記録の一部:
──────────────────────────────

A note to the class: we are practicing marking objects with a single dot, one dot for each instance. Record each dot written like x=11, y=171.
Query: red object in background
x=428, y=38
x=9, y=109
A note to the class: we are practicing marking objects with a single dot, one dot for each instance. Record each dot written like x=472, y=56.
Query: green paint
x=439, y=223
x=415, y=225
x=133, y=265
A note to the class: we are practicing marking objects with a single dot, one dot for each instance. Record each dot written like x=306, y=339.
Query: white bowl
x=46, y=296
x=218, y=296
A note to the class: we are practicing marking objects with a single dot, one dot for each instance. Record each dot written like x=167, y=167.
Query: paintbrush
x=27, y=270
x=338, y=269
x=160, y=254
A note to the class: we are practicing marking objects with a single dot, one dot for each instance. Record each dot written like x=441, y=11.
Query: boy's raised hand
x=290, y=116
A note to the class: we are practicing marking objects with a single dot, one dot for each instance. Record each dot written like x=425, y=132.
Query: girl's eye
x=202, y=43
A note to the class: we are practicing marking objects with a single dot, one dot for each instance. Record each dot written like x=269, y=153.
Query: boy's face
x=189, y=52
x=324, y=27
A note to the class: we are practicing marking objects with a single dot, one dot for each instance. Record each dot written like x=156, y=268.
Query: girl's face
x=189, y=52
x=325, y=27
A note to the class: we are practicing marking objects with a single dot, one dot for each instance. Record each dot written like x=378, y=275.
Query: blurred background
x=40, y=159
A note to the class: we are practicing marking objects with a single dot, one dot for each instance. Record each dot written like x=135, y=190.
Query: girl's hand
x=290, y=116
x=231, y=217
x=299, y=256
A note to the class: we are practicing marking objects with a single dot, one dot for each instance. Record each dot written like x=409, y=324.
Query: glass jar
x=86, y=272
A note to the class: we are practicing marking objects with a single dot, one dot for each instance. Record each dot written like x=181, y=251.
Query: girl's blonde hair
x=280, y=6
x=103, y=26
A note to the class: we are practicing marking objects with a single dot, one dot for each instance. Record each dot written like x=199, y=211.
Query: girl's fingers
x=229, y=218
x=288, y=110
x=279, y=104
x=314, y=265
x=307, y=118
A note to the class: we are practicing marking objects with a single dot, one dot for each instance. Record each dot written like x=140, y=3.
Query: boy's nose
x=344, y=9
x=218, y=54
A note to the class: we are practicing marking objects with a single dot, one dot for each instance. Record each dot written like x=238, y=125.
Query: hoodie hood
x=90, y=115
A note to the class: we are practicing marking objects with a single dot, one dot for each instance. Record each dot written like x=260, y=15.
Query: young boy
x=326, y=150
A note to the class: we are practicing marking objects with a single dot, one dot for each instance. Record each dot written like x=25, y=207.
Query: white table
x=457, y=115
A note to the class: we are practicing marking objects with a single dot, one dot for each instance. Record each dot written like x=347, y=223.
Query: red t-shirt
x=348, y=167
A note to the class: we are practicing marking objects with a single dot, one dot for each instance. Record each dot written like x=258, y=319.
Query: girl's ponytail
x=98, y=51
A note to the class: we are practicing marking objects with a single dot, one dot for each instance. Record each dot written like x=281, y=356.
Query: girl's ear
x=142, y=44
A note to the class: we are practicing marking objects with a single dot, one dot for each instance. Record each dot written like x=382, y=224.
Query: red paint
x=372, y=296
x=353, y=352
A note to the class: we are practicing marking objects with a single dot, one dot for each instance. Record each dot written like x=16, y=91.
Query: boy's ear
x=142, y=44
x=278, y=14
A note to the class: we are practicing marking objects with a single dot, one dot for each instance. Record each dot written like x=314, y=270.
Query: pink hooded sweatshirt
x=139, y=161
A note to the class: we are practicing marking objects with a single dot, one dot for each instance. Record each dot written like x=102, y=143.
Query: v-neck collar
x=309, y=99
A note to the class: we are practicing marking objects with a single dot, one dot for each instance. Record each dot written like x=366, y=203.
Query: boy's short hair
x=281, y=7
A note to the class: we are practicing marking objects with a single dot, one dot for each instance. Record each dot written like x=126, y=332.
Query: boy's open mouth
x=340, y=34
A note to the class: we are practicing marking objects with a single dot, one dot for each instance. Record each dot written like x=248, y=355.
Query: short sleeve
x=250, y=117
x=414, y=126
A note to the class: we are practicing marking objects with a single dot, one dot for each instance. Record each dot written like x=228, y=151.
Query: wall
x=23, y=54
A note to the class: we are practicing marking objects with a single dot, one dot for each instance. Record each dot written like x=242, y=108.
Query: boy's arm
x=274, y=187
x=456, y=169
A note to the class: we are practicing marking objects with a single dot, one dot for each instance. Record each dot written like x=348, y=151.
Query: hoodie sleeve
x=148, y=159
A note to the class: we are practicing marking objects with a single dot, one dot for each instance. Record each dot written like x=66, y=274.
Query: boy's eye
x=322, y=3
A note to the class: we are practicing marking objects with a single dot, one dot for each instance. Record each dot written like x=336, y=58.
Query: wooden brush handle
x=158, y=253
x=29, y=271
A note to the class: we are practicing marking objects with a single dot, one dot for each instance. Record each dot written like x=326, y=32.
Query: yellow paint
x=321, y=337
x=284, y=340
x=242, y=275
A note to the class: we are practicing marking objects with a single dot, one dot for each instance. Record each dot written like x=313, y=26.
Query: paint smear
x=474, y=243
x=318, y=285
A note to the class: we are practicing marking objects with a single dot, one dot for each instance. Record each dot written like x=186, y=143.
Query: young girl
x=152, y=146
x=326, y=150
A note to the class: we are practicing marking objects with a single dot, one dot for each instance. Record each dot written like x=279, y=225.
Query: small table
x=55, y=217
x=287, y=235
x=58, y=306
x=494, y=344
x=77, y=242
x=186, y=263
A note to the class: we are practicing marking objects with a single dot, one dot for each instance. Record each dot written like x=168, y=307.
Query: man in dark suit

──────────────────────────────

▶ [課題文]
上の記録のうち、「like x=135, y=190.」を含む行から「x=86, y=272」を含む行までを、両端の行も含めて一字一句そのまま書き写してください。

▶ [結果]
A note to the class: we are practicing marking objects with a single dot, one dot for each instance. Record each dot written like x=135, y=190.
Query: girl's hand
x=290, y=116
x=231, y=217
x=299, y=256
A note to the class: we are practicing marking objects with a single dot, one dot for each instance. Record each dot written like x=409, y=324.
Query: glass jar
x=86, y=272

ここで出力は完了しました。